**Set task**
Reproduce everything from the start of the records down to and including the line that contains "449), (90, 327)]", replacing "planogram checker" with "shelf layout checker" and keeping every other character the same. Give only those lines.

**Data rows**
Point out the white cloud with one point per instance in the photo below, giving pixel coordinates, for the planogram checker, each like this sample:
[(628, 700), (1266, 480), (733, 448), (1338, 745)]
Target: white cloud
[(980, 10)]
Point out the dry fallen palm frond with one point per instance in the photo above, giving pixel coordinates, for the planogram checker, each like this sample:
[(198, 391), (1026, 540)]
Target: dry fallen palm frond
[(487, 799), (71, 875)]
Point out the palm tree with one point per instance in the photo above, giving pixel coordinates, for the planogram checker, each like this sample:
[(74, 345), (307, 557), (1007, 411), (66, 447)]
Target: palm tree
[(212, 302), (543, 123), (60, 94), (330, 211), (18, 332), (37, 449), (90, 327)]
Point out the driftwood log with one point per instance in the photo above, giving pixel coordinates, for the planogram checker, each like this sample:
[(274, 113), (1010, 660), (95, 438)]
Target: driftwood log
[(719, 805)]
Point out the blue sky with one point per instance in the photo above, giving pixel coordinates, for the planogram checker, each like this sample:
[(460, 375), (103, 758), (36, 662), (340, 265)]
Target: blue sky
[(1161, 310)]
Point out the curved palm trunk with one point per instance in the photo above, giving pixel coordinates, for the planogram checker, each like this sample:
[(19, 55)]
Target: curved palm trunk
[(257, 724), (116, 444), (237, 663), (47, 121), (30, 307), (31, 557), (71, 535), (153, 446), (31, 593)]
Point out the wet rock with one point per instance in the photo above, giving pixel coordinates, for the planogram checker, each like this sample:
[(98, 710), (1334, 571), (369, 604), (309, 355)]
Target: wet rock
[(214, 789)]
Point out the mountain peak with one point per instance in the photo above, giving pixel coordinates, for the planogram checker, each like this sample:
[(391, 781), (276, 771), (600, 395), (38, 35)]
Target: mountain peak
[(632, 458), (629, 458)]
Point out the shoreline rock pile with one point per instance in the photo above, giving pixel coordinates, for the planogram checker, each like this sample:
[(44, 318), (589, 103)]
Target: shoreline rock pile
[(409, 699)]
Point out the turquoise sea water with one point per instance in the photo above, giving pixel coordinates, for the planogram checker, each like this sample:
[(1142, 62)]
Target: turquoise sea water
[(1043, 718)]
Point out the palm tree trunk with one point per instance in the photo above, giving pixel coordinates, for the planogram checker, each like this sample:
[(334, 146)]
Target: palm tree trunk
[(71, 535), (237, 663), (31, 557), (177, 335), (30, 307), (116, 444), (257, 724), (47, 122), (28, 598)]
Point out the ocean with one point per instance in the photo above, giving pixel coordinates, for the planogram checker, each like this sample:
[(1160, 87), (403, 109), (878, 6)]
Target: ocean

**Answer in full**
Point out the white cloud with one point per instance in the photo below, giving pixel coordinates, for the shelf layout checker, each like this sample:
[(628, 700), (1266, 480), (733, 448), (1338, 745)]
Target: white cloud
[(980, 10)]
Point out the dry fallen palm frond with one point per instance in the photo above, giving pixel coordinates, for the shelf layout checker, each like this sample:
[(198, 391), (1026, 540)]
Target: dry fallen palm frond
[(487, 799), (71, 875)]
Point out the palm tree with one point per instance in the photo above, giving pixel coordinates, for the shelf layout checker, each like this sample:
[(74, 345), (307, 557), (1007, 411), (66, 447)]
Target: palm tree
[(212, 302), (543, 123), (60, 94), (330, 211), (18, 332), (37, 449), (90, 327)]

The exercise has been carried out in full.